══ DATA SUPPLIED ══

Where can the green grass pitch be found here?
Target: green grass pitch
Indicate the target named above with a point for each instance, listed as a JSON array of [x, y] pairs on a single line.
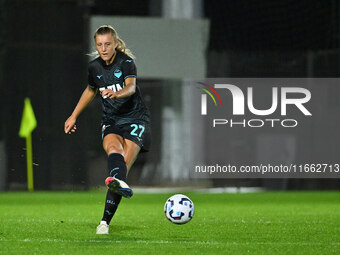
[[253, 223]]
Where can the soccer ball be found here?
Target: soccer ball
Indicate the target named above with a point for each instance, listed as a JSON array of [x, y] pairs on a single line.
[[179, 209]]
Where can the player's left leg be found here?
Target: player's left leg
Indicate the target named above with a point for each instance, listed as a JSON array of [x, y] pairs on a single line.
[[131, 151]]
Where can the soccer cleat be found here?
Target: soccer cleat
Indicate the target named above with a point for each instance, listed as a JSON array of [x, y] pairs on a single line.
[[118, 186], [103, 228]]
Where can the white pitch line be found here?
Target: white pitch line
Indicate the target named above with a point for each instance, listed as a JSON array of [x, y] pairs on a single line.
[[169, 242]]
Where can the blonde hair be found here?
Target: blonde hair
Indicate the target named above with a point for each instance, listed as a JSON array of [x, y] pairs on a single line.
[[107, 29]]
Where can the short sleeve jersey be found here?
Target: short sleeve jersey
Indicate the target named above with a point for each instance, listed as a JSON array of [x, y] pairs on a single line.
[[102, 76]]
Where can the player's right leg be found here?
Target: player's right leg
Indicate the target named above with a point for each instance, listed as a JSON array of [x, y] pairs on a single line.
[[113, 146]]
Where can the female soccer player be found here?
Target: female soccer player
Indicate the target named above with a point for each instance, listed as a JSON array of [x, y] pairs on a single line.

═══

**AIM OF THE EXERCISE**
Edit the rows from the line with "Where can the white pitch line be found here?" up to and including the line with "[[102, 76]]" so that "blonde hair" becomes "brown hair", leaving everything else as it stands. Give back only those lines.

**SOLUTION TO THE EXERCISE**
Where can the white pitch line be found here?
Target: white pitch line
Indicate the target named above with a point for each instance, listed as a JSON array of [x, y] pairs on a single line.
[[169, 242]]
Where can the brown hair be found here?
Target: brown hair
Indicate the target named above with a point for each instance, listed as a JSON array of [x, y] pairs on a single line.
[[107, 29]]
Where can the short sleeve jersey be found here?
Target: short sleeve jersey
Indicate the target named above with a point for each instance, listed as a JSON array of [x, y] pairs on a single line.
[[102, 76]]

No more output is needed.